# First Acrylic attempt......



## Deere41h (May 11, 2005)

This was my first attempt at turning Acrylic.  My wife gave me a batch of blanks for my birthday and I am having fun turning/learning something new.  This is a Platinum Baron with blank from Berea.  I will be posting more pictures as I get them taken.  Now I need to improve you picture skills as well.  Comments and critiques welcome.


----------



## rtjw (May 12, 2005)

If you look at that blank just right there is a woman on there. Great looking pen.


----------



## swm6500 (May 12, 2005)

Nice looking pen John. I don't think that background helps that pen out too much though, sort of distracting with the swirls on the pen.


----------



## ryannmphs (May 12, 2005)

John,
Great job on the first acrylic.  I agree with Sam, the background takes away too much from the pen.

Johnny, don't know what you're smokein' man []

Ryan


----------



## Fleabit (May 12, 2005)

Great looking pen and nice pic.


----------



## nilsatcraft (May 12, 2005)

Very classy- well done!


----------



## ed4copies (May 12, 2005)

Great job on the pen, John.  Acrylic grows on you-it can be really pretty and after its finished and the fittings are in, I have never had one crack (benefit over wood).

Your wife made a good choice, that acrylic is predictable to work with.


----------



## jdavis (May 13, 2005)

Well done. I like acrylic myself. What a challenge.


----------

# # #

Set problem A: Quote the passage of the pen forum thread between "Nice looking pen" and "from the pen.", inclusive.
Set problem B: Put the lines of the records between the lines holding "In this photo, point at the police badge" and "In this photo, point at the bus route", inclusive, into a Markdown table with columns Position and Text, leaving out blank lines.

Named object pointing records:

# # #

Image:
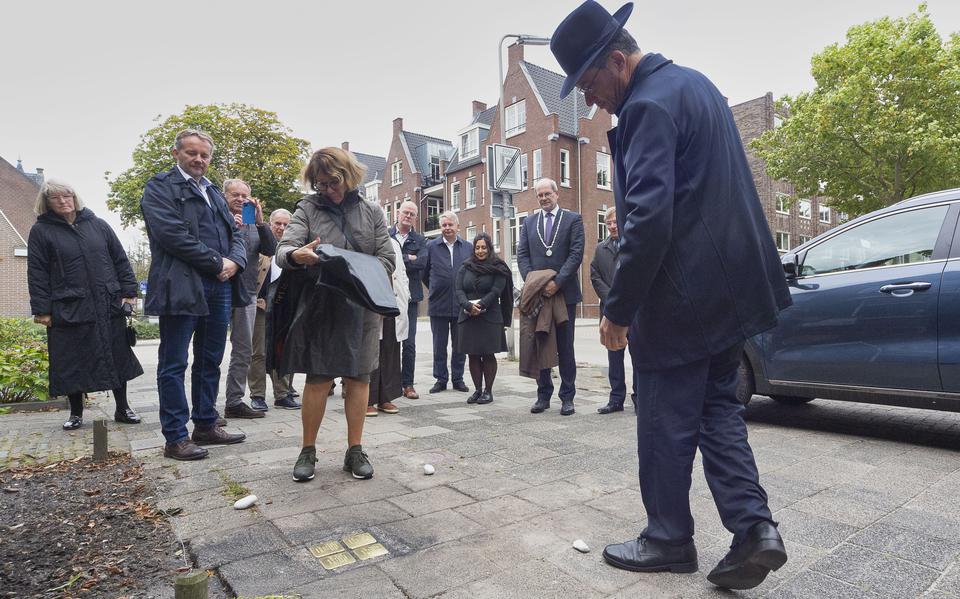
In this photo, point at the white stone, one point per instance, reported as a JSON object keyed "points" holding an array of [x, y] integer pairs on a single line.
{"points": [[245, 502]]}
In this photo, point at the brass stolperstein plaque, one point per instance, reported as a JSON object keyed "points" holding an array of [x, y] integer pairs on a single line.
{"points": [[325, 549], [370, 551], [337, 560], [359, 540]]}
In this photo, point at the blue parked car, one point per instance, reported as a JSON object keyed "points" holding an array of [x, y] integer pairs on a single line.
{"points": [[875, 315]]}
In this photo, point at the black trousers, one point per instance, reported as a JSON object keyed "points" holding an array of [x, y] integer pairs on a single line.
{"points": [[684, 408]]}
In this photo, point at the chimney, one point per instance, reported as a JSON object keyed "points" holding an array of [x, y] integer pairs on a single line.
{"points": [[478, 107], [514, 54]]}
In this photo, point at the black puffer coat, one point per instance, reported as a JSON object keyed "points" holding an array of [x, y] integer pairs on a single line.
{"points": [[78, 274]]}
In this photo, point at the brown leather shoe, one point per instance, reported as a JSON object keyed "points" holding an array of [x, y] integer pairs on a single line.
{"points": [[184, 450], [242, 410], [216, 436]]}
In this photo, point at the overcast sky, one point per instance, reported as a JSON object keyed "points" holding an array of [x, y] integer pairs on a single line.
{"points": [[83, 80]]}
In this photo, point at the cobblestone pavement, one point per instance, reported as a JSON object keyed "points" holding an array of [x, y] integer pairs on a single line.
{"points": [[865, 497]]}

# # #

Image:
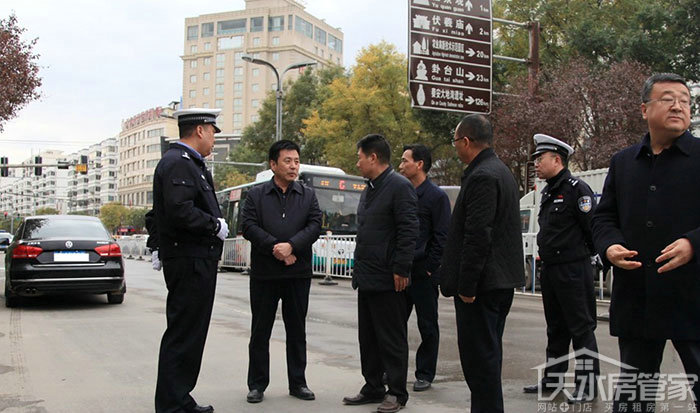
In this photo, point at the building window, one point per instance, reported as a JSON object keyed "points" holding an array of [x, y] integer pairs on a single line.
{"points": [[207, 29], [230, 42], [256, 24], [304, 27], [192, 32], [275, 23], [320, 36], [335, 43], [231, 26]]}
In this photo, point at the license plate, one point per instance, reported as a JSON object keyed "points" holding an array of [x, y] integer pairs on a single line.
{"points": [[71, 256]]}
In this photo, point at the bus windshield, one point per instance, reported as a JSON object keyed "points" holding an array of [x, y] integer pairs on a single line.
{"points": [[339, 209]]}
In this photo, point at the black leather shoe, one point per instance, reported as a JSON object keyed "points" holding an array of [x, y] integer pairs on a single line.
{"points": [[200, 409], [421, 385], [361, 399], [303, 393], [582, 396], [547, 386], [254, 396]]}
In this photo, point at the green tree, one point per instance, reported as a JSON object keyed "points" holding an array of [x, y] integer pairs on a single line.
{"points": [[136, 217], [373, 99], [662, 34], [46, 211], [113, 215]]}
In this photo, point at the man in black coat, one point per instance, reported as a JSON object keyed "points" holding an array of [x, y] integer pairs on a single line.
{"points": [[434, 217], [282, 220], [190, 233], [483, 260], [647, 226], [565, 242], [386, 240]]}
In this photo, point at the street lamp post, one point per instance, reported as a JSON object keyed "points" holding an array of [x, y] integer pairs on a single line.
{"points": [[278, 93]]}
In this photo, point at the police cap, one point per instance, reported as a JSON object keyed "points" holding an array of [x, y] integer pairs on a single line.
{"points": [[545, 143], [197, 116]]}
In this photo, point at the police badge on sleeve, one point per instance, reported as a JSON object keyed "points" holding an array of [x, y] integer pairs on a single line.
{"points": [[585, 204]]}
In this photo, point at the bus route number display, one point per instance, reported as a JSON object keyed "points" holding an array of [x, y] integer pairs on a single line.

# # #

Full answer A:
Nice looking pen John. I don't think that background helps that pen out too much though, sort of distracting with the swirls on the pen.


----------



## ryannmphs (May 12, 2005)

John,
Great job on the first acrylic.  I agree with Sam, the background takes away too much from the pen.

Full answer B:
| Position | Text |
|---|---|
| 1 | In this photo, point at the police badge on sleeve, one point per instance, reported as a JSON object keyed "points" holding an array of [x, y] integer pairs on a single line. |
| 2 | {"points": [[585, 204]]} |
| 3 | In this photo, point at the bus route number display, one point per instance, reported as a JSON object keyed "points" holding an array of [x, y] integer pairs on a single line. |